[EXCERPT PROVIDED]
○ ○ ○ ○ ○
Australian thesp Russell Crowe may be teaming up again with Gladiator director Ridley Scott on a new film. Tripoli, a historical epic about U.S. soldier and diplomat William Eaton, who joined forces with an exiled king to overthrow the corrupt ruler of Tripoli (in what is now Libya) in the early 1800s, is expected to begin shooting this fall, Variety reports.
Universal pictures sealed a deal to pick up Robert Franke's intergalactic thriller Razors, Variety reports. Described as The Dirty Dozen in outer space, the film is set 600 years from now and follows mankind's terrifying expansion outward to fringe galaxies, including one that is inhabited by conscienceless superhumans.
Blame it on Lisa. Rio de Janeiro's tourist board is considering legal action against the producers of The Simpsons because of an episode that it says undermined a campaign to attract visitors to the Brazilian city, Reuters reports. In last week's episode, the Simpsons leave the cozy confines of Springfield and head to Rio de Janeiro to find a missing orphan whom Lisa has been sponsoring. They run across monkeys and rats, which is what the board found most offensive, saying it made the city look like a jungle.
The finale for Fox's hit television show 24 starring Kiefer Sutherland is being heavily guarded. According to Variety, anyone involved in the series' production will be asked to sign a confidentiality agreement, promising not to disclose any information about the script or season finale. Production is set to begin April 18 and apparently contains some surprise twists and turns that would be spoiled if they leaked out.
○ ○ ○ ○ ○
[CHECK YOUR UNDERSTANDING]
1. Reproduce everything in the entertainment news briefs from "Australian thesp Russell" down to "fall, Variety reports.".
2. According to the entertainment news briefs, on what date is production on the 24 finale set to begin?
3. Write what comes next in the entertainment news briefs, picking up after their final sentence.
○ ○ ○ ○ ○
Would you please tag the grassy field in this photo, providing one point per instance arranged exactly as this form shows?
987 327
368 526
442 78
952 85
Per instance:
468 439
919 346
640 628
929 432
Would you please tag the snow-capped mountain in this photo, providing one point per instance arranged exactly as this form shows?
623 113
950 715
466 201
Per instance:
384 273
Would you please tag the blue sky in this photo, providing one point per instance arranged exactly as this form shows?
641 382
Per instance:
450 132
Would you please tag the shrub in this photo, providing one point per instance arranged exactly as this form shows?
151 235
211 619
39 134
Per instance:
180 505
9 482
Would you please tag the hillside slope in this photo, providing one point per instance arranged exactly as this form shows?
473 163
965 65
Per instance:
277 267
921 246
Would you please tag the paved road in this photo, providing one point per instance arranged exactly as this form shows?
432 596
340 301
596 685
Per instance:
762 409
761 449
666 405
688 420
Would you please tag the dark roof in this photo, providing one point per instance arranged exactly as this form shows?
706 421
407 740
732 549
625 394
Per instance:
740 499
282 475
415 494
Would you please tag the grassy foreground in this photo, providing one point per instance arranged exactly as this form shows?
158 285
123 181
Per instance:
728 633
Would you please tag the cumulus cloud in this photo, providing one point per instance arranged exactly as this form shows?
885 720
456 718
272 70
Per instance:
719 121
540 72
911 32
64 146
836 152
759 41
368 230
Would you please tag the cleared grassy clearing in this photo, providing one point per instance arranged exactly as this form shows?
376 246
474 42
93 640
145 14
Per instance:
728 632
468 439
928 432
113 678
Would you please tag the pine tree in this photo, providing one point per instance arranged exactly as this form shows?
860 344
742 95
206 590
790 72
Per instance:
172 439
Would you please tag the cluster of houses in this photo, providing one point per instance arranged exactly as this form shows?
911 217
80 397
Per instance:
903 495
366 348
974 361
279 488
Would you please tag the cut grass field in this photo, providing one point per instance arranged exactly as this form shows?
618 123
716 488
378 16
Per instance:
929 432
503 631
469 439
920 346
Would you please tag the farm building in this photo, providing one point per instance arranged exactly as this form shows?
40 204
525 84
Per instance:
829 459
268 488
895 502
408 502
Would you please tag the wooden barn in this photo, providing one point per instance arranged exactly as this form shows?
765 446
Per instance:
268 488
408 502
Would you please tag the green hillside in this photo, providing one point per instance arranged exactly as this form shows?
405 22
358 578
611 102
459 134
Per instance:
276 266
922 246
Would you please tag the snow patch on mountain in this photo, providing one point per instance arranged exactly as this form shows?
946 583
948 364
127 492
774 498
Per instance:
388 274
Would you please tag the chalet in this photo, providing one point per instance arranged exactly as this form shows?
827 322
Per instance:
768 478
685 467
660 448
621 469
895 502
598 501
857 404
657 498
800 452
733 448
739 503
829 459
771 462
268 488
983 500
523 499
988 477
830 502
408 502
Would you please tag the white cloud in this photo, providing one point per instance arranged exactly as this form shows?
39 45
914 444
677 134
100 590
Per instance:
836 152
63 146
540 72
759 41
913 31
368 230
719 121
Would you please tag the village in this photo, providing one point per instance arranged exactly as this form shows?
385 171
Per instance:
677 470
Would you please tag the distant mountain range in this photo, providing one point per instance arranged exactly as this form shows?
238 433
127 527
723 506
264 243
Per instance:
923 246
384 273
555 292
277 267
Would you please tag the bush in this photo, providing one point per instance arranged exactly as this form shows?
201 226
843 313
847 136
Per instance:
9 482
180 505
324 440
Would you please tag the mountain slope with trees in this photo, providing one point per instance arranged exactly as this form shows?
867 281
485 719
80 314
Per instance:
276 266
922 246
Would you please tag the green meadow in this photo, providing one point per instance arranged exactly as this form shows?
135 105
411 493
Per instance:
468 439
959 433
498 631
○ ○ ○ ○ ○
[SET OF ANSWERS]
1.
Australian thesp Russell Crowe may be teaming up again with Gladiator director Ridley Scott on a new film. Tripoli, a historical epic about U.S. soldier and diplomat William Eaton, who joined forces with an exiled king to overthrow the corrupt ruler of Tripoli (in what is now Libya) in the early 1800s, is expected to begin shooting this fall, Variety reports.

2. April 18

3.
NBC's Today is launching an on-air book club in June, People reports. The news comes on the heels of Oprah Winfrey's decision to scale back on the books she will promote on her show. But rather than have hosts Katie Couric and Matt Lauer recommend books, the show will invite top-selling authors to suggest books by lesser-known authors.
OutKast appeared at a music festival in South Carolina despite a call from the NAACP for an economic boycott of the state, the Associated Press reports. OutKast performed the song "Rosa Parks" and told the crowd that it decided to perform because people working at the festival would lose their jobs if it didn't. The group said that it will continue to support the NAACP despite ignoring the boycott, which was organized to protest the continued use of the Confederate flag on the Statehouse grounds.
Suzan-Lori Parks became the first black woman to win the Pulitzer Prize for her play Topdog/Underdog, a drama about sibling rivalry and dreams denied, the AP reports. The play first debuted at the off-Broadway nonprofit Public Theater last July and made its official Broadway debut Sunday night to rave reviews.
Air Force Sergeant John Agar, who became an actor after marrying Shirley Temple, died Sunday at Providence St. Joseph Medical Center in Burbank, Calif. He was 81. Agar met Temple in 1945 when he was 24 and she was just 16. They began a romance and were married later the same year. The two starred in two films together, Fort Apache and Adventure in Baltimore and, in 1948, Temple gave birth to their daughter, Susan. Temple filed for divorced in 1949, troubled by Agar's drinking and many flirtations, AP reports. Agar went on to star in mostly Westerns and war movies, including She Wore a Yellow Ribbon and Along the Great Divide.
Mexican actress Maria Felix, known as a femme fatale throughout Latin America and the one-time lover of the painter Diego Rivera, died of heart failure Monday at her house in Mexico City, Mexico, Reuters reports. Described as the country's Marilyn Monroe, Felix appeared in 47 films, including La Generala and French Cancan.